- _WHAT IS REQUIRED_:
Copy the lines from the line with "Where can the gray stone" to the line with "pixel 570 220", replacing "dark gray trousers" with "navy blue trousers" and leaving everything else unchanged.

- _SUPPLIED MATERIAL_:
════════════════

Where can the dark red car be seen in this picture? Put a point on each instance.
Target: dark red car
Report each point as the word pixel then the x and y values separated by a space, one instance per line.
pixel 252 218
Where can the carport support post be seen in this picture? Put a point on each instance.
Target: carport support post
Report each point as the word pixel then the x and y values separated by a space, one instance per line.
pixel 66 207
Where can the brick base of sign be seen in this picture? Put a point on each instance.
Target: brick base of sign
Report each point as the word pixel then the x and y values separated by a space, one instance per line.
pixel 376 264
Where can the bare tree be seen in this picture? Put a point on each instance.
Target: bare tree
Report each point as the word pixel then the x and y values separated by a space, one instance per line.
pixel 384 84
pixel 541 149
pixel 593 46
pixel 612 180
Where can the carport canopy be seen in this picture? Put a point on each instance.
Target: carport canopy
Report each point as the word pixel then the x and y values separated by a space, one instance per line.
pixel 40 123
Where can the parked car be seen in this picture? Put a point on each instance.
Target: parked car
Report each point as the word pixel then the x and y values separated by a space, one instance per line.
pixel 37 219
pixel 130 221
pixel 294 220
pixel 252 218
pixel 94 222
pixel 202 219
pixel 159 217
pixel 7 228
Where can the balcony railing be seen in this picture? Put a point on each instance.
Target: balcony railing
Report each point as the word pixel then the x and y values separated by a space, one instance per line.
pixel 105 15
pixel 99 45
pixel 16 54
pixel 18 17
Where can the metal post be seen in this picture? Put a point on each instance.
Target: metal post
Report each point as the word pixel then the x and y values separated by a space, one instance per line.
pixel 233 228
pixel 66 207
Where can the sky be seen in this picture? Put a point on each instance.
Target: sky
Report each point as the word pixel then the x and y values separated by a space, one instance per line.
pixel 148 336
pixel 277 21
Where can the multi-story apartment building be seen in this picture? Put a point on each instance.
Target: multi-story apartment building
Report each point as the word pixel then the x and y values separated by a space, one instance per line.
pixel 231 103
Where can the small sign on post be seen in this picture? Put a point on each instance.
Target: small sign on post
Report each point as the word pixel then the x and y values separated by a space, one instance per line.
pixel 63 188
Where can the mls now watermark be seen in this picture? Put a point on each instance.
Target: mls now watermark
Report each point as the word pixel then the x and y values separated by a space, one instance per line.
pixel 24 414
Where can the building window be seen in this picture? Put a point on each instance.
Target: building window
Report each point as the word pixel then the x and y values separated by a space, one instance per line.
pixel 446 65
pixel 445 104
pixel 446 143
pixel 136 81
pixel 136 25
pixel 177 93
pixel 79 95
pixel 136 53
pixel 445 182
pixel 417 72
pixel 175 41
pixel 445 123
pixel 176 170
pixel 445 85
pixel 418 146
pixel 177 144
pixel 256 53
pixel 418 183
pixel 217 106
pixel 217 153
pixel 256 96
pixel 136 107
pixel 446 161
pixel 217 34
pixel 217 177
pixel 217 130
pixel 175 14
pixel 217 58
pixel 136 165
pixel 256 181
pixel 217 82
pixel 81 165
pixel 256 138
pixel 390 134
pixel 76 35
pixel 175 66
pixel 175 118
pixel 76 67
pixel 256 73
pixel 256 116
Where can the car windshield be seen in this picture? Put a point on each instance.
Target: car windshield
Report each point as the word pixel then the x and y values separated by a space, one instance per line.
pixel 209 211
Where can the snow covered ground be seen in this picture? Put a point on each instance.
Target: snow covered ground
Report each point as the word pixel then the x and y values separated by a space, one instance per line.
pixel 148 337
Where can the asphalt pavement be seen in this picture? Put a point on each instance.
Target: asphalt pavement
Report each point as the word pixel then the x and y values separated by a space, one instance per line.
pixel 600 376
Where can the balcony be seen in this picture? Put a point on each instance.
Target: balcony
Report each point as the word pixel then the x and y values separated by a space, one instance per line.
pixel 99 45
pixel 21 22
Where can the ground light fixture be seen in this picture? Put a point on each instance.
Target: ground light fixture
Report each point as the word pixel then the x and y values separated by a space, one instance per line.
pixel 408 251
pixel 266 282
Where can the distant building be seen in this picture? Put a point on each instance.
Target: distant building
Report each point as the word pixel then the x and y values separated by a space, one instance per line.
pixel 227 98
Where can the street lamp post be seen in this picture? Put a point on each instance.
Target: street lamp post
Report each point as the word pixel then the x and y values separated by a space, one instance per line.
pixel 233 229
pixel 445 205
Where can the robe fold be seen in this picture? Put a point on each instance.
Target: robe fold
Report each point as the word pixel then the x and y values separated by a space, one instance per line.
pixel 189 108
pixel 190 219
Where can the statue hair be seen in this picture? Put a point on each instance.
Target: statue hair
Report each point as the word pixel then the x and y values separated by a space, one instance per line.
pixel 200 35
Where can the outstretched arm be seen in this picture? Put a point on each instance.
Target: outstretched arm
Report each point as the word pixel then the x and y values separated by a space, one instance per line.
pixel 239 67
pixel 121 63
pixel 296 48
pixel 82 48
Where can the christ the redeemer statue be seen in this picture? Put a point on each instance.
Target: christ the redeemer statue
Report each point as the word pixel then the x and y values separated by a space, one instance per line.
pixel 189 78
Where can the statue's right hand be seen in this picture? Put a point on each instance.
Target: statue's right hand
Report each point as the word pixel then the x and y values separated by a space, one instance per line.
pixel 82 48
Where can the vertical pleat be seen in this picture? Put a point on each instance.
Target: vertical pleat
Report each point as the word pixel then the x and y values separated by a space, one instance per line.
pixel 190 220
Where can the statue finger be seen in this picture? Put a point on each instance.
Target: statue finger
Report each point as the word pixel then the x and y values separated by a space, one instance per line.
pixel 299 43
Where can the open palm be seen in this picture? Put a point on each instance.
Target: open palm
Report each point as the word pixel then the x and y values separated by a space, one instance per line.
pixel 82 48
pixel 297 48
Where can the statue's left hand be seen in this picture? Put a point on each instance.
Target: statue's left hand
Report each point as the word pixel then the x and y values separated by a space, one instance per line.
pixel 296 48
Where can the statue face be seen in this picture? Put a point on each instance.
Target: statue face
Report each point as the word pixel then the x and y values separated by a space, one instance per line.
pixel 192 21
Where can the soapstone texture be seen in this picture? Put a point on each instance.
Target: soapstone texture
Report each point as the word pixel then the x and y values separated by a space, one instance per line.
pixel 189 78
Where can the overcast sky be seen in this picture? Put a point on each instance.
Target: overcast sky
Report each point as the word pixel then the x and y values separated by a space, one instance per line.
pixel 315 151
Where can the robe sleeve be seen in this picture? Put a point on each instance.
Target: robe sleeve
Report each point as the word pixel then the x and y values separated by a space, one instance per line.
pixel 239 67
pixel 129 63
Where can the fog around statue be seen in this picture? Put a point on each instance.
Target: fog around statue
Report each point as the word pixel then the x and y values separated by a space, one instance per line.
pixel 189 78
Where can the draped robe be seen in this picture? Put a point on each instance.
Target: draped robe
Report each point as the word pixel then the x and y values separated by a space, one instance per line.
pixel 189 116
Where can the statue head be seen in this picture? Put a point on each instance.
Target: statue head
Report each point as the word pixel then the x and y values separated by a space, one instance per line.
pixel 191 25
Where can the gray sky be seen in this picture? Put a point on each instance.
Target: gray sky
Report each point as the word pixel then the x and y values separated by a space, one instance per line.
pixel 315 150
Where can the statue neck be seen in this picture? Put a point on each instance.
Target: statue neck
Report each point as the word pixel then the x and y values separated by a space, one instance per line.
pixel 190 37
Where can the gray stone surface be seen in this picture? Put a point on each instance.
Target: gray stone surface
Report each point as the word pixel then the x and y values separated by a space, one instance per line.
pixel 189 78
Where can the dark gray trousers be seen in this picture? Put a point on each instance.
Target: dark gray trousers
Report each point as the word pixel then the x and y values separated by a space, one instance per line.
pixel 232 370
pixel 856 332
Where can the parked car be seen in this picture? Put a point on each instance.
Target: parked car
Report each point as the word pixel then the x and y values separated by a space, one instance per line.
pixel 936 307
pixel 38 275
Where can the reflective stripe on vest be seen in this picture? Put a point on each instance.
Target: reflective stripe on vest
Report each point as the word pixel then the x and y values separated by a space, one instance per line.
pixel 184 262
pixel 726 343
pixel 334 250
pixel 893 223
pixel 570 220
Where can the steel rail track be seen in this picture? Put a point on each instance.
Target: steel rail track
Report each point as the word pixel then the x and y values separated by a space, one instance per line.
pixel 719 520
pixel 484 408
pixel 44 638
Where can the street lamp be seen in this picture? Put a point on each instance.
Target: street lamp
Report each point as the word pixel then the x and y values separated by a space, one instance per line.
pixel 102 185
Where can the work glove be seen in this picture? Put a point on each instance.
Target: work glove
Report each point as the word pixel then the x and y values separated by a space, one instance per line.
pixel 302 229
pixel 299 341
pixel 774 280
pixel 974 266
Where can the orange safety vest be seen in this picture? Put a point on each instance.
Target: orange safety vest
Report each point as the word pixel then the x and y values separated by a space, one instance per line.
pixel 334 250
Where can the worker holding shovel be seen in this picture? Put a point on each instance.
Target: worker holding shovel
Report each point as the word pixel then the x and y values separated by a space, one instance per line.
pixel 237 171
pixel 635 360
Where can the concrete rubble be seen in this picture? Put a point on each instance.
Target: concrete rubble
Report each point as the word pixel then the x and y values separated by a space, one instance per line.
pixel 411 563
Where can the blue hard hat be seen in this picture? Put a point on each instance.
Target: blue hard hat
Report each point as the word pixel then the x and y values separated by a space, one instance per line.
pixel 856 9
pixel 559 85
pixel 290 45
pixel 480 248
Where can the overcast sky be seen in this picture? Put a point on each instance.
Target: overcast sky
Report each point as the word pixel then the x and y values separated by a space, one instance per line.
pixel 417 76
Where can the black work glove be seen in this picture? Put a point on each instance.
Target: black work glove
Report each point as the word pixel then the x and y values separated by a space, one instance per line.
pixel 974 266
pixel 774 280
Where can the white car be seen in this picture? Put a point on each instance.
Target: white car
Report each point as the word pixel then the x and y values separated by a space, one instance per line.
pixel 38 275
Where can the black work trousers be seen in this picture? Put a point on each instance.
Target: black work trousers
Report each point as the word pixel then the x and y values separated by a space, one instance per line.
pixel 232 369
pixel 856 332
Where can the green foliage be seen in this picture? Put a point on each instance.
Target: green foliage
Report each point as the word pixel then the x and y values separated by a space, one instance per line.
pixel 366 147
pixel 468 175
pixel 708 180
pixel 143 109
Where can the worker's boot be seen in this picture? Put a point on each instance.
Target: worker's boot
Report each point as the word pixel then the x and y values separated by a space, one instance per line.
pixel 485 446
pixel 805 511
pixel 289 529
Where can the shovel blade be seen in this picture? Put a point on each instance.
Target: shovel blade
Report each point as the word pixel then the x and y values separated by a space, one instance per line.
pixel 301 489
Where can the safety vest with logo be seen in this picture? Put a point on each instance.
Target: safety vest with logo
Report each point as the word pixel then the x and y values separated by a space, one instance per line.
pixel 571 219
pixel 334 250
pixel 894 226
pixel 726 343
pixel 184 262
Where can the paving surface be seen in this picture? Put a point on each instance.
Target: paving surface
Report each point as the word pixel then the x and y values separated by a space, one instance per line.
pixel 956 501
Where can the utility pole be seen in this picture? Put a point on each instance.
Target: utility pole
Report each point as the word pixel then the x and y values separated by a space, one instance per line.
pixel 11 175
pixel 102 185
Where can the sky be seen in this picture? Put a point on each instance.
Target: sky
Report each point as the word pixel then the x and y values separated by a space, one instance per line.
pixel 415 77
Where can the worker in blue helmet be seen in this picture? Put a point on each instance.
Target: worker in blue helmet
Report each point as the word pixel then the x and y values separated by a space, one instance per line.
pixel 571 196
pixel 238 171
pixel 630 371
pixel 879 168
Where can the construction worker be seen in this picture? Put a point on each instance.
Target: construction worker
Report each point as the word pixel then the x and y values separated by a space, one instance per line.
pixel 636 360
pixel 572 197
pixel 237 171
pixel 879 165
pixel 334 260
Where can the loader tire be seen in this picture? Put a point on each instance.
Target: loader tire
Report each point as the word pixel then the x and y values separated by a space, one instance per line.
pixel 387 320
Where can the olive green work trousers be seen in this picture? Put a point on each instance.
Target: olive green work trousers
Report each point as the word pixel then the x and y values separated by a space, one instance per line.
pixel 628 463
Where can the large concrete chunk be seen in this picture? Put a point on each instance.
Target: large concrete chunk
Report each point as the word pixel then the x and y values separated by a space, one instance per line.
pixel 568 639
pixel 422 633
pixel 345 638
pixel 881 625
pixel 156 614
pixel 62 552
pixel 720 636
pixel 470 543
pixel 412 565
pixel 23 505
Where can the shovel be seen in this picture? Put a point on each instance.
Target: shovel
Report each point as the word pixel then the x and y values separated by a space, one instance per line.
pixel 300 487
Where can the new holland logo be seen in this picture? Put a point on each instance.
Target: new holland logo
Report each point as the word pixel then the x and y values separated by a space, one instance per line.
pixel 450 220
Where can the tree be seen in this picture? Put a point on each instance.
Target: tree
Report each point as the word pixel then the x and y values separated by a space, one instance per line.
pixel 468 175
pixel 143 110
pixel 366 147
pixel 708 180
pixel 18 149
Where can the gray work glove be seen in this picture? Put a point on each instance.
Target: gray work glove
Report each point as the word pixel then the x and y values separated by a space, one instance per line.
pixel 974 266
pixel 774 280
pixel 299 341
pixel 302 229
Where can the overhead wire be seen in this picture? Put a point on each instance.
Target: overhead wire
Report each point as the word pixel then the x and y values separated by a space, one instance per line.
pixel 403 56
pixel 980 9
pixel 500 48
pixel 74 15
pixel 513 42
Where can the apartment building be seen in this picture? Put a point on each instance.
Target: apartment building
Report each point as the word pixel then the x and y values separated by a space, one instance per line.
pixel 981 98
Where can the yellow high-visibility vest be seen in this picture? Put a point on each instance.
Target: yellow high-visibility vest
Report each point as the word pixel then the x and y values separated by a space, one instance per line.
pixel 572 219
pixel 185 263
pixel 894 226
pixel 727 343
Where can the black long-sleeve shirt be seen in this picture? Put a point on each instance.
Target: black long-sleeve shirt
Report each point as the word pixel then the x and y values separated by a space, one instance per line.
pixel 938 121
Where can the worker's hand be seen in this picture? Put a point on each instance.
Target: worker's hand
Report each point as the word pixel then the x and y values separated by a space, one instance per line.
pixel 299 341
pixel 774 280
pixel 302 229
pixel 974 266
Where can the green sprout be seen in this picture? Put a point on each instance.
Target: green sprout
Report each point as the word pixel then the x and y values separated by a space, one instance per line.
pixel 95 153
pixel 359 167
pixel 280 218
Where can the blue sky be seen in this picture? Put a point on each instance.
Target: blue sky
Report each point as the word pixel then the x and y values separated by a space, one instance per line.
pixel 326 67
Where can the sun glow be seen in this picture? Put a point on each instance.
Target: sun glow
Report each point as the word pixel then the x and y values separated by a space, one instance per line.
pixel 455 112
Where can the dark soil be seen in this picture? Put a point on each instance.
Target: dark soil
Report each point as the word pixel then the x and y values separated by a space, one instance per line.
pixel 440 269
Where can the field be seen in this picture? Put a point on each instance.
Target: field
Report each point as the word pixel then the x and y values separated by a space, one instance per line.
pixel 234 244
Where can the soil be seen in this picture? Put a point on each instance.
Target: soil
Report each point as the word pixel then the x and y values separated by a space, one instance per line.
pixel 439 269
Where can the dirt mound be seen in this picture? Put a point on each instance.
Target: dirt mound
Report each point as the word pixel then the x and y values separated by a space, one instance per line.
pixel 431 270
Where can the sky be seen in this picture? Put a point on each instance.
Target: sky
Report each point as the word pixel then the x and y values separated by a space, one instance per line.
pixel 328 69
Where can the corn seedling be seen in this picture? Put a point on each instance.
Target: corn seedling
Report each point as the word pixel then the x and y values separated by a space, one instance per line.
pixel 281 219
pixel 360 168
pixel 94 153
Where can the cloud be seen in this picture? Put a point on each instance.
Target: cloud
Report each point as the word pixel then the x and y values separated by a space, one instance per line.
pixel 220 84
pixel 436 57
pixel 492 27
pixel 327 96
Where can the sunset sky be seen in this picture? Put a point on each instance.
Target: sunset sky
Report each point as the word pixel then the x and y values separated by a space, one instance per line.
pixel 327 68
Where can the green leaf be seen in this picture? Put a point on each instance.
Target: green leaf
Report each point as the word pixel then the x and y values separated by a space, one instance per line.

════════════════

- _RESULT_:
Where can the gray stone surface be seen in this picture? Put a point on each instance.
Target: gray stone surface
Report each point as the word pixel then the x and y values separated by a space, one instance per line.
pixel 189 78
Where can the navy blue trousers be seen in this picture? Put a point on each instance.
Target: navy blue trousers
Report each point as the word pixel then the x and y values separated by a space, one instance per line.
pixel 232 370
pixel 856 332
Where can the parked car be seen in this picture? Put a point on each instance.
Target: parked car
Report each point as the word pixel then the x and y values separated by a space, one instance per line.
pixel 936 307
pixel 38 275
Where can the reflective stripe on vest be seen in this picture? Put a point on each instance.
Target: reflective stripe on vest
Report each point as the word pixel then the x and y values separated by a space, one instance per line.
pixel 184 262
pixel 726 343
pixel 334 250
pixel 893 223
pixel 570 220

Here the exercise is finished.